- _ENUNCIADO_:
No texto sobre o fim da Viação Férrea Sapucaí, digite novamente tudo o que vai de "Bem longe, entre" até "desenvolvimento, as rodovias.", sem mudar nada.

Passadas quase três décadas, Carlos ainda se recorda de detalhes da mensagem lida naquele dia: “Lembro como se fosse hoje. Recebemos o telex enviado pelo engenheiro residente de Via Permanente, Sr. Wanilson Leão Alkimim, informando que ficava suspenso o tráfego de trens no referido trecho, por tempo indeterminado, com a alegação de que a ponte ferroviária do Km 168, entre Pouso Alegre e Imbuia, não oferecia condições de circulação para os trens, uma vez que a mesma apresentava erosão nas cabeceiras”. Com a voz embargada, o ex-controlador de Tráfego completa: “Foi muito chocante por dois motivos, um porque era uma região onde eu comecei a trabalhar na ferrovia e outro por eu ver que por ali passaram muitas coisas que contribuíram para o progresso da região e do país”.

Bem longe, entre as montanhas, o sol perdia sua força para dar espaço para a noite que surgia. Já em casa, ainda era difícil para Carlos acreditar que, depois de quase cem anos de operação, chegava ao fim a Viação Férrea Sapucaí. Em cada cidade pela qual a linha férrea passou, deixou marcas e transformou muitas vidas, inclusive a de Carlos. A Viação significou progresso tecnológico para uma sociedade acostumada com o silêncio, o mesmo que o controlador de Tráfego sentia naquele instante. Ele sabia que a ferrovia havia sido o principal meio de transporte do país, mas agora perdia força para as novas vias do desenvolvimento, as rodovias.

Durante aquela primeira noite após receber a fatídica notícia, Carlos tinha seu sono interrompido a todo o momento. Em seu pensamento, surgiam fragmentos da história da estrada de ferro, que fora construída com muito sacrifício. Ele também se lembrava das histórias que o avô materno contava sobre a ferrovia. Durante toda a noite, as lembranças driblaram o sono de Carlos. Angustiado, ele pensava sobre como os trilhos adormeceriam silenciosamente em seu leito de morte. Os pensamentos do controlador de Tráfego só foram interrompidos pelo apito estridente da locomotiva, anunciando a primeira partida do dia e que para ele, agora ecoava como um grito de socorro. Dia após dia, o jovem alegre e sorridente permaneceu calado. O silêncio era um ritual em memória da realidade que ele veria ser drasticamente modificada em pouco tempo. Três décadas se passaram e as estações continuam em pé, mas sem o vigor de antes e não mais emolduradas pelos trilhos e dormentes.

- _MATERIAL FORNECIDO_:
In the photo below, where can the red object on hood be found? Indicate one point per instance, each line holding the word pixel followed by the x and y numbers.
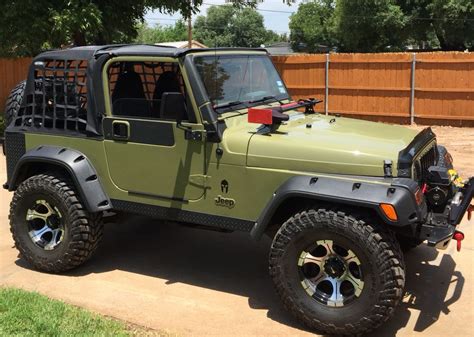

- _SOLUÇÃO DA TAREFA_:
Bem longe, entre as montanhas, o sol perdia sua força para dar espaço para a noite que surgia. Já em casa, ainda era difícil para Carlos acreditar que, depois de quase cem anos de operação, chegava ao fim a Viação Férrea Sapucaí. Em cada cidade pela qual a linha férrea passou, deixou marcas e transformou muitas vidas, inclusive a de Carlos. A Viação significou progresso tecnológico para uma sociedade acostumada com o silêncio, o mesmo que o controlador de Tráfego sentia naquele instante. Ele sabia que a ferrovia havia sido o principal meio de transporte do país, mas agora perdia força para as novas vias do desenvolvimento, as rodovias.